### RAW RECORDS
+ + + + +
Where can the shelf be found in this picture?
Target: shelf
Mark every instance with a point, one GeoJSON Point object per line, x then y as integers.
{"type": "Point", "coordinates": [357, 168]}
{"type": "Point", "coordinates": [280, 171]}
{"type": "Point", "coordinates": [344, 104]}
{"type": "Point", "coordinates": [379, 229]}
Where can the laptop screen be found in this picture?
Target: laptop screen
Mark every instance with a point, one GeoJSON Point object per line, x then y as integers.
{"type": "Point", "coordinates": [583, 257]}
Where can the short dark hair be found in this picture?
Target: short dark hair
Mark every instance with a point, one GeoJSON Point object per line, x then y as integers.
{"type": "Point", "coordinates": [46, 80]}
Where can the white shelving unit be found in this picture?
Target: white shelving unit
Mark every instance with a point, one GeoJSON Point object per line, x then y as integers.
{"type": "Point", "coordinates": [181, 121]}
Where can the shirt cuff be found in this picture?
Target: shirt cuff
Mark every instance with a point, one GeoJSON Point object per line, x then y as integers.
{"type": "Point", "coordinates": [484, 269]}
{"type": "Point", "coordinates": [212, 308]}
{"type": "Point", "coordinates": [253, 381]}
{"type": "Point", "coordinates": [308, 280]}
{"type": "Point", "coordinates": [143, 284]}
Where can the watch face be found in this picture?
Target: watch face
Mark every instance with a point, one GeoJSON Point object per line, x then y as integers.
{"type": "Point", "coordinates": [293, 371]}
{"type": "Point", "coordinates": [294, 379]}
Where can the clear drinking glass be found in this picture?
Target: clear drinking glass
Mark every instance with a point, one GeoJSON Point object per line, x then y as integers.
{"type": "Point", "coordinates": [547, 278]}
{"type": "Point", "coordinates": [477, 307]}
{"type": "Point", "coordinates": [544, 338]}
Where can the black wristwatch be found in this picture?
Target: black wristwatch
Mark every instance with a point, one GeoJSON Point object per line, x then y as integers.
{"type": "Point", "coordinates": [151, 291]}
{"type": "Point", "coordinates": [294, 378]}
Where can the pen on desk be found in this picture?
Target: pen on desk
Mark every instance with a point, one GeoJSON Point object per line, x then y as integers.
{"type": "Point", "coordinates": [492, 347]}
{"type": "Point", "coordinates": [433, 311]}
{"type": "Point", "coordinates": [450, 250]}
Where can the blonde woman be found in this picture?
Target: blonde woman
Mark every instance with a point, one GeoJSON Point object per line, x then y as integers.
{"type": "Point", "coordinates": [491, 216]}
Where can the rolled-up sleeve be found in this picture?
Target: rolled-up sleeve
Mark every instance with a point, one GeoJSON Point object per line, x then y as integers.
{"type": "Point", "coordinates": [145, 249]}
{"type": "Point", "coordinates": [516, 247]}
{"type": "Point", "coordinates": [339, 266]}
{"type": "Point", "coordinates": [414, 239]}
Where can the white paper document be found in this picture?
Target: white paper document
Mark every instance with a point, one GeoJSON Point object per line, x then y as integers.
+ + + + +
### WRITTEN PROBLEM
Write out again every line from the one containing "Where can the rolled-up" through the last line, both included, and shift each point by adding 131 to both its x and y coordinates.

### RESULT OF THE TASK
Where can the rolled-up sleeve be found in this picture?
Target: rolled-up sleeve
Mark every instance with a point, one GeoJSON Point object per line, x then y as integers.
{"type": "Point", "coordinates": [276, 380]}
{"type": "Point", "coordinates": [647, 378]}
{"type": "Point", "coordinates": [470, 397]}
{"type": "Point", "coordinates": [545, 370]}
Where can the white paper document be found in this picture?
Target: white paper document
Mark every instance with a point, one GeoJSON Point object per line, x then y as integers.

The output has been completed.